加害者が自賠責保険にしか加入していない場合、治療はどうすれば良いのか?

「加害者が自賠責保険にしか入っていないようなのですが、治療はどうすれば良いですか?」というご相談をいただくことがあります。

 

損害保険料率算出機構「自動車保険の概況 2019年度版」によれば、対人賠償の加入率は、自動車保険と自動車共済を合計すると88.2%です。

約10台に1台は対人賠償に加入していないというのは、結構高い割合だと思います。

 

加害者が自賠責保険にしか加入していない場合には、①ご自身の加入する人身傷害保険を使用する、②加害者の加入する自賠責保険に被害者請求をする、という方法を取るのが一般的です。

 

①を使用するメリットは、ご自身の加入する任意保険会社が直接医療機関に治療費の支払いをしてくれることが多いため、医療機関の窓口での負担なく通院できることです。

ただし、人身傷害保険を使用すると、任意保険会社からは健康保険を使ってほしいと言われることもあり、健康保険を使用する場合には、窓口負担が出るのが通常です。

§ **課題 1**: 自賠責保険に関する本文抜粋のうち、「損害保険料率算出機構「自動車」から「う方法を取るのが一般的です。」までの部分を一字一句変えずに書き出してください。
§ **課題 2**: 本文抜粋では、加害者が自賠責保険にしか加入していない場合に一般的にとられる方法として何が挙げられていますか?
この後の行は、本文とは別の資料です。

§ **提供情報**:
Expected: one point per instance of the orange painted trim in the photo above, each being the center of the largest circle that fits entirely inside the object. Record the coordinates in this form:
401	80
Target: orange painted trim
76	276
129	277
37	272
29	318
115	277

§ **解答 1**:
損害保険料率算出機構「自動車保険の概況 2019年度版」によれば、対人賠償の加入率は、自動車保険と自動車共済を合計すると88.2%です。

約10台に1台は対人賠償に加入していないというのは、結構高い割合だと思います。

 

加害者が自賠責保険にしか加入していない場合には、①ご自身の加入する人身傷害保険を使用する、②加害者の加入する自賠責保険に被害者請求をする、という方法を取るのが一般的です。

§ **解答 2**: ご自身の加入する人身傷害保険を使用する方法と、加害者の加入する自賠責保険に被害者請求をする方法です。